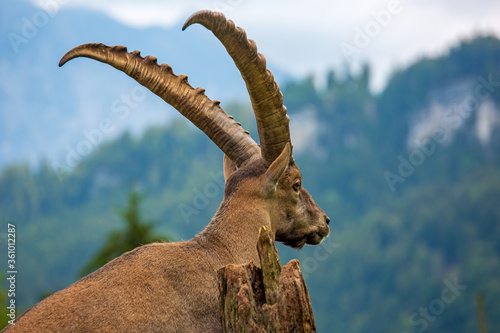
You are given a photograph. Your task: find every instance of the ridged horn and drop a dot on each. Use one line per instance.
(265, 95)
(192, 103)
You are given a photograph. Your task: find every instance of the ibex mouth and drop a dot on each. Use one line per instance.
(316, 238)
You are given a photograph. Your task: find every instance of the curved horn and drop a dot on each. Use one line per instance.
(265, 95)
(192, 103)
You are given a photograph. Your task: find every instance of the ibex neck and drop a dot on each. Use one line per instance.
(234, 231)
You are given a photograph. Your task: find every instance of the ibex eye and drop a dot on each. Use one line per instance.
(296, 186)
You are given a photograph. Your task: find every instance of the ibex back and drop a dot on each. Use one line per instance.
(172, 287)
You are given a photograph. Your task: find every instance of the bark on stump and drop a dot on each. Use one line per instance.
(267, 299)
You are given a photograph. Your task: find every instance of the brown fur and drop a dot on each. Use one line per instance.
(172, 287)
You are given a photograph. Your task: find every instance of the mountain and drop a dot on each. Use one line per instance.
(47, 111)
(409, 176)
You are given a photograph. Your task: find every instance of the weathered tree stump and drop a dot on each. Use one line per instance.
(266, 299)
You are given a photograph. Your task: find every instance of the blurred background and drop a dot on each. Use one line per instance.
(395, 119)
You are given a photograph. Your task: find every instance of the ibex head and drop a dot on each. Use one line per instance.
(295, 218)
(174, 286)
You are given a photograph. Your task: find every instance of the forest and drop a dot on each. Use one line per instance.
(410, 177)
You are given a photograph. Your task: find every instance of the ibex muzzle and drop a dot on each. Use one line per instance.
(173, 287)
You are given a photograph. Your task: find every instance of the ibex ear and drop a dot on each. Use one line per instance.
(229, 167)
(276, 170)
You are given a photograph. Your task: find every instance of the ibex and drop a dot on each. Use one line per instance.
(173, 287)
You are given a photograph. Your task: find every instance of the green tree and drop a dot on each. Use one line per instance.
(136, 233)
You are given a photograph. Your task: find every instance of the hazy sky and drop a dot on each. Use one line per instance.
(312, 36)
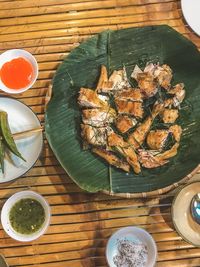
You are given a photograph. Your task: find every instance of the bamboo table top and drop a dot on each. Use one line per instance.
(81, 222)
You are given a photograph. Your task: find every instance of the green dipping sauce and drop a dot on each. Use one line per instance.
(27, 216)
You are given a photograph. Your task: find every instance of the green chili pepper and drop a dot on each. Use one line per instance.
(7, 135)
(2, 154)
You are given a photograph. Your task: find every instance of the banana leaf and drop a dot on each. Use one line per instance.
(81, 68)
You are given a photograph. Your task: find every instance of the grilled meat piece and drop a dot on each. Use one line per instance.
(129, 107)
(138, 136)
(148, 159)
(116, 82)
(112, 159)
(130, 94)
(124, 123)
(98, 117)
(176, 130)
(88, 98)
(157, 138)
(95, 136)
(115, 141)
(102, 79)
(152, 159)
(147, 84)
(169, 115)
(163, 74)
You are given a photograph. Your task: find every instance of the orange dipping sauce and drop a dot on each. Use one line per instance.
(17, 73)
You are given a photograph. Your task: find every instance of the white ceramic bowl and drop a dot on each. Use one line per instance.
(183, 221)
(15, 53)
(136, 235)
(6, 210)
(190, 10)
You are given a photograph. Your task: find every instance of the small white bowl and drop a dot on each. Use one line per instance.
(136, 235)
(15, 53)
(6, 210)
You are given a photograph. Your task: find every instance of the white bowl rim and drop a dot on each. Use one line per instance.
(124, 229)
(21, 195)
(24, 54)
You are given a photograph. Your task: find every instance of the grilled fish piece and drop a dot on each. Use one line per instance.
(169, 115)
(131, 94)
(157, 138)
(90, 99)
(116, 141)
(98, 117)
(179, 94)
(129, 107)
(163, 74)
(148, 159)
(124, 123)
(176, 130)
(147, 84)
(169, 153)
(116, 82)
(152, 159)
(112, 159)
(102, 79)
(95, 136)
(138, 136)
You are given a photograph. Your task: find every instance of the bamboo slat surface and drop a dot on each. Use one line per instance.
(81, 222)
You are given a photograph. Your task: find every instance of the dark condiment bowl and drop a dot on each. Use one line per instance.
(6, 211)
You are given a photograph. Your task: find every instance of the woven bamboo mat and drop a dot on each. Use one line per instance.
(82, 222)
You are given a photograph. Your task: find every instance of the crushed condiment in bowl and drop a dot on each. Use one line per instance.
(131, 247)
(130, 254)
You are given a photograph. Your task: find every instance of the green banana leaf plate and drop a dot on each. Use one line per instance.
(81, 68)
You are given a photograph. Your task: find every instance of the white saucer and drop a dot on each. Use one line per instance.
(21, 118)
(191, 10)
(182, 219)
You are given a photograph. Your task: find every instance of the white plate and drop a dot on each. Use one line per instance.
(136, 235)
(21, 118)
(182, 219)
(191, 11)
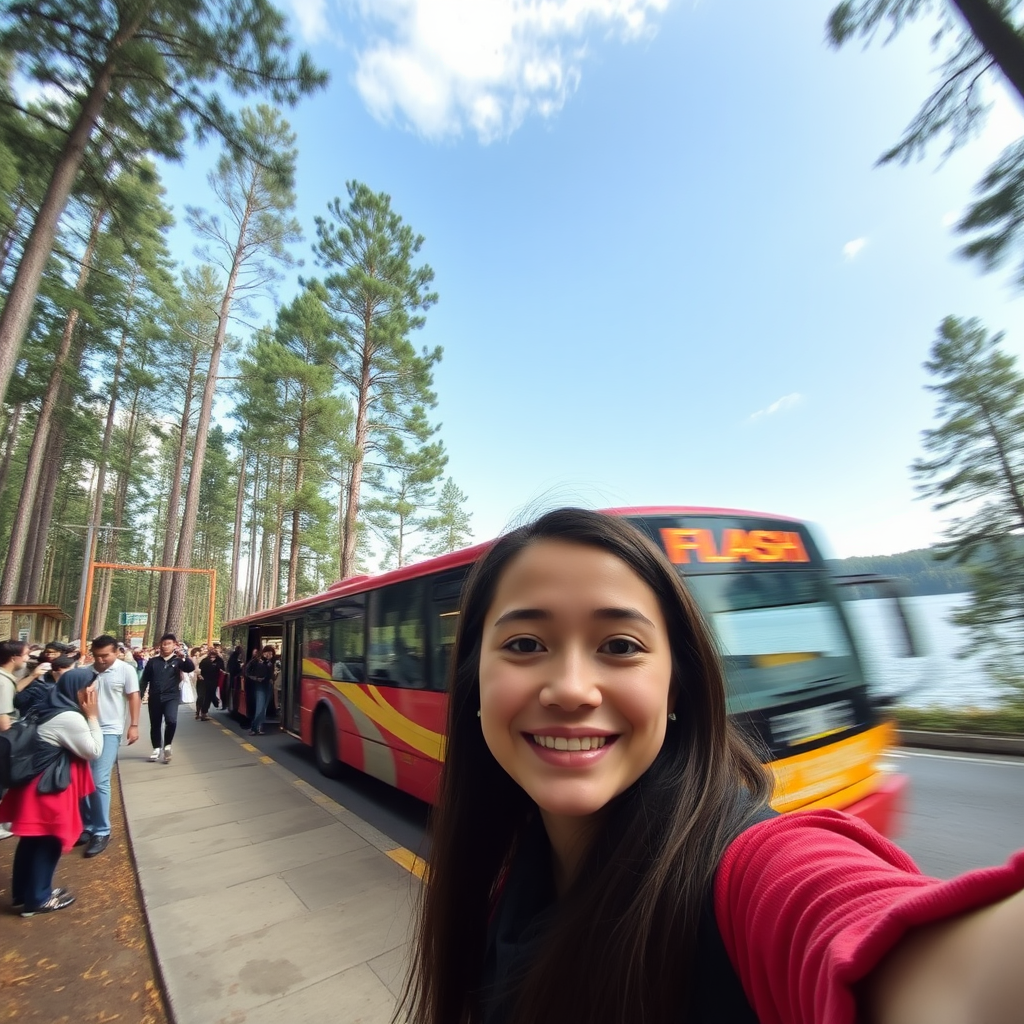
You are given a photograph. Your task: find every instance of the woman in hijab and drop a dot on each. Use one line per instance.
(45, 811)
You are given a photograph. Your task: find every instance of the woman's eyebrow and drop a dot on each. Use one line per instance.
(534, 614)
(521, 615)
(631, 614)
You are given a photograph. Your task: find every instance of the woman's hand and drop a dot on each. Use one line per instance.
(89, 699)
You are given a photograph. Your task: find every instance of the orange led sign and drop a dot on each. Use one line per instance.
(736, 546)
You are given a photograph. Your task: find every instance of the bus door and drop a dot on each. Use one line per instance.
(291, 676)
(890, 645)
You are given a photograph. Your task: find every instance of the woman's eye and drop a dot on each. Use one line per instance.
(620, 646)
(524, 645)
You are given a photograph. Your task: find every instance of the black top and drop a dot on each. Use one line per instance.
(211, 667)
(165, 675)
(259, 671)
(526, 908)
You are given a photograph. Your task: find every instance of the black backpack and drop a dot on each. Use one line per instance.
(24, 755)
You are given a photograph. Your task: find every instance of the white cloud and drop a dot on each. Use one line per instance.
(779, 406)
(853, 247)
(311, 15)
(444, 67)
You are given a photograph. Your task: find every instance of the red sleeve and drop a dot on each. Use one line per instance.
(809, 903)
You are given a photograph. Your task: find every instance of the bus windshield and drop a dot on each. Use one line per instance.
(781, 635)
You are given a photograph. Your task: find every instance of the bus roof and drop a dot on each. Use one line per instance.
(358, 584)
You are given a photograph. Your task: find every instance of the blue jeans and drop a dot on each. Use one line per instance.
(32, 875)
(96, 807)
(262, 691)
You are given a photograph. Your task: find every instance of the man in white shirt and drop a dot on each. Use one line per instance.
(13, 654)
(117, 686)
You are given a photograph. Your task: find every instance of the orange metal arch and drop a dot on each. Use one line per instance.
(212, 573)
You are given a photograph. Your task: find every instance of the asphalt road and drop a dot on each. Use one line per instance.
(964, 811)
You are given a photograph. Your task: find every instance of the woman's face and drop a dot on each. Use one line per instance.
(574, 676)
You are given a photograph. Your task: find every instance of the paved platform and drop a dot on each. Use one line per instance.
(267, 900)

◆ ◆ ◆ ◆ ◆

TASK DESCRIPTION: Give the listing again, starting with the line containing "the red sleeve" and continuing through the end of the listing, with "drop a dot" swapped for "place a mark" and every other word left unchanged.

EXERCISE SOLUTION:
You are given a photograph. Your task: find every instance of the red sleeve and place a mark on each. Use one line per instance.
(809, 903)
You are given a photograph. Your task: find every instance of the bus windshield and place a mark on each. Use one line per instance.
(781, 635)
You are given a photograph. Your task: find every instance of the bus roof and place a mark on each. Use one line per instance.
(358, 584)
You are given a photograph. Your task: find every instance of the blue jeans and place a mark on each. Use one line per instance.
(32, 875)
(96, 807)
(262, 691)
You are given a photograph. Your task: find every instance of the man in white shirt and place a mark on each. Use one line per instance.
(13, 654)
(117, 686)
You are given a photograph. Your task: find every instance of the orange metal arch and place a mark on each. Use one line per instance.
(212, 573)
You are given a photograph. Your task: find every instance of the asphalt road and place a mark on each. Use one line per instance.
(964, 811)
You are given a photograph. Your task: find every instance of the woman's face and place a mark on each. Use one line per instance.
(574, 676)
You are given a photograph. Your task: find every instance of the paved platform and place a mark on each. Use one line per instance.
(267, 900)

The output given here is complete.